§ **Exercise**: Below are some entries. Copy each line in them that holds "wheel".

···

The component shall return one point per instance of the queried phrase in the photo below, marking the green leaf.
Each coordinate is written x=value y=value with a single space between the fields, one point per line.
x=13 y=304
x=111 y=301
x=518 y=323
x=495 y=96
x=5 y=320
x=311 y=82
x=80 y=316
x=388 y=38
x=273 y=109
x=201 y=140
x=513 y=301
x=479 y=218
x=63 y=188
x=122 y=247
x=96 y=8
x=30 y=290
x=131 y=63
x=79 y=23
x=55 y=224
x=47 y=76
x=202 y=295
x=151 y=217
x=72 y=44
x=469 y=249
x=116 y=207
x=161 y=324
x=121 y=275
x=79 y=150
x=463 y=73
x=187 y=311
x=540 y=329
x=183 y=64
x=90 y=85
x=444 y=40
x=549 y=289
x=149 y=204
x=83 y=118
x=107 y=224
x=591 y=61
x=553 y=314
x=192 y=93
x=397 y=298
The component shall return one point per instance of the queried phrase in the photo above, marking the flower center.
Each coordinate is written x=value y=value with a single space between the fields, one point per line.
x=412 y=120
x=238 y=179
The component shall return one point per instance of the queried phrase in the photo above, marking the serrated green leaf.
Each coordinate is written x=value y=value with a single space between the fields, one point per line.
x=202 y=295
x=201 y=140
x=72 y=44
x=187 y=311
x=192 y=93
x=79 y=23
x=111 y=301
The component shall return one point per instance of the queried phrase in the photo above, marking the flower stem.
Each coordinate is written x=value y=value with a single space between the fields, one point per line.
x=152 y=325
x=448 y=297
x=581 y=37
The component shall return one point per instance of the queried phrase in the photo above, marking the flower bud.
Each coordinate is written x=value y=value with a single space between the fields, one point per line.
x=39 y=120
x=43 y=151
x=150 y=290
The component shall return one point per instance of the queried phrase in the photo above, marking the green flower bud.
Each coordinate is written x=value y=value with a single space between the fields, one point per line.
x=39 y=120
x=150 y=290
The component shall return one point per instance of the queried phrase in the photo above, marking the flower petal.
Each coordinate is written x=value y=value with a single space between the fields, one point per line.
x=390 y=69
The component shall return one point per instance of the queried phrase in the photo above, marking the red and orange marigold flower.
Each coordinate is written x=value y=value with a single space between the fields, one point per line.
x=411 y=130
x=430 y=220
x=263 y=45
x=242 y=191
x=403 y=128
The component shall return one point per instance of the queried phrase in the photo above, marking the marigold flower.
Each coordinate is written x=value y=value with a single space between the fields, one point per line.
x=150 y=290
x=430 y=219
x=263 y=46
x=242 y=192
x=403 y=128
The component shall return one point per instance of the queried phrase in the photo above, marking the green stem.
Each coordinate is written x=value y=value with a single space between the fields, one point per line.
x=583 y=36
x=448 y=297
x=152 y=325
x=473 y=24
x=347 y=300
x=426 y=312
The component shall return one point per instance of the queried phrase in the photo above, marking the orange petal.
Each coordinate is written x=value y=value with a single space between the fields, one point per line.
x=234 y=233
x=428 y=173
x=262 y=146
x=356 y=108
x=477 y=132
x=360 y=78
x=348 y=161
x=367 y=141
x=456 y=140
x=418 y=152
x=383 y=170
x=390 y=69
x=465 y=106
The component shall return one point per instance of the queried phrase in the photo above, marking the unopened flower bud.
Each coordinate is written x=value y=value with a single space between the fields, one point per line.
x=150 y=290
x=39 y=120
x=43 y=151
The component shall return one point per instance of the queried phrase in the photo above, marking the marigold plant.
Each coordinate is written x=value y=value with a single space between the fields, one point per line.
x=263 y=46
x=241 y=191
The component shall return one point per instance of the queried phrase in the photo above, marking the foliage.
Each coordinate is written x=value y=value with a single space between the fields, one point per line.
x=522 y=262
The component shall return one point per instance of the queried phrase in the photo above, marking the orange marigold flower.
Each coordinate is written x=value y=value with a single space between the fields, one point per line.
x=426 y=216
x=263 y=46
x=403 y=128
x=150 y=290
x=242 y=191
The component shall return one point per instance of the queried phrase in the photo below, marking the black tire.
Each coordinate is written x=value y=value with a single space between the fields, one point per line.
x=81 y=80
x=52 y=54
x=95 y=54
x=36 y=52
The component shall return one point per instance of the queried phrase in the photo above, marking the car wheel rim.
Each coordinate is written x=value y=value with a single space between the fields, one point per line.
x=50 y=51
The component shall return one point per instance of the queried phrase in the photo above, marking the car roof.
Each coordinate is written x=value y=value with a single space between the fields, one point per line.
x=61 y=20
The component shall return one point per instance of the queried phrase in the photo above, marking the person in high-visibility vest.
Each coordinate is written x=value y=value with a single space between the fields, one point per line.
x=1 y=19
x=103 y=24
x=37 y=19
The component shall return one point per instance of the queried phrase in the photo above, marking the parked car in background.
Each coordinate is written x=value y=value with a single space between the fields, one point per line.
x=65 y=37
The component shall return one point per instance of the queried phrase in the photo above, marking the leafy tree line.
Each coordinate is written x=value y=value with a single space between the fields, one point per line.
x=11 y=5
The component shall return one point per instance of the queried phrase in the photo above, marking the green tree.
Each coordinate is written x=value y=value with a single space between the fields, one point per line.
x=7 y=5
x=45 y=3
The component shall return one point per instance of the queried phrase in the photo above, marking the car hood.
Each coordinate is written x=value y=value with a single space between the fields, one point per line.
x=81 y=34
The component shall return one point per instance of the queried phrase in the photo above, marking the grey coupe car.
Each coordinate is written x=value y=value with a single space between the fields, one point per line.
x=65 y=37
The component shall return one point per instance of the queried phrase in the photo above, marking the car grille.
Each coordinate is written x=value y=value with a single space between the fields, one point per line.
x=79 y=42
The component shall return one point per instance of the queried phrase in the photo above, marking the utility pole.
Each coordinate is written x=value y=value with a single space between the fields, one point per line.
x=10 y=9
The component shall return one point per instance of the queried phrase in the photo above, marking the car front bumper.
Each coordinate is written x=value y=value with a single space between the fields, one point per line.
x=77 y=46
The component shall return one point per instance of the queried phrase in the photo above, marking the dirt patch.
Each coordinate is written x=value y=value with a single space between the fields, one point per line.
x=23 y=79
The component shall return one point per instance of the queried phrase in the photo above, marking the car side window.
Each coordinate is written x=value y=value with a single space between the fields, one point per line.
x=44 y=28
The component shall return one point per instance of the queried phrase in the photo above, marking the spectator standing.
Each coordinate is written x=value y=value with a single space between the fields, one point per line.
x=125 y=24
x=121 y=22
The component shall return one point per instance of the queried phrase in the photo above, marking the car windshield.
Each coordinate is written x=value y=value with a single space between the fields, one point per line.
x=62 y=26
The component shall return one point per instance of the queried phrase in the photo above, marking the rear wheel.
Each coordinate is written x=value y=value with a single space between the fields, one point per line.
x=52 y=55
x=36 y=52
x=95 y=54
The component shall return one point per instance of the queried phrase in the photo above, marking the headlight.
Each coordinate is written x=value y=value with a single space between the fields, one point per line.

···

§ **Solved exercise**:
The component shall return one point per instance of the queried phrase in the photo above, marking the car wheel rim.
The component shall return one point per instance of the queried phrase in the photo above, marking the rear wheel.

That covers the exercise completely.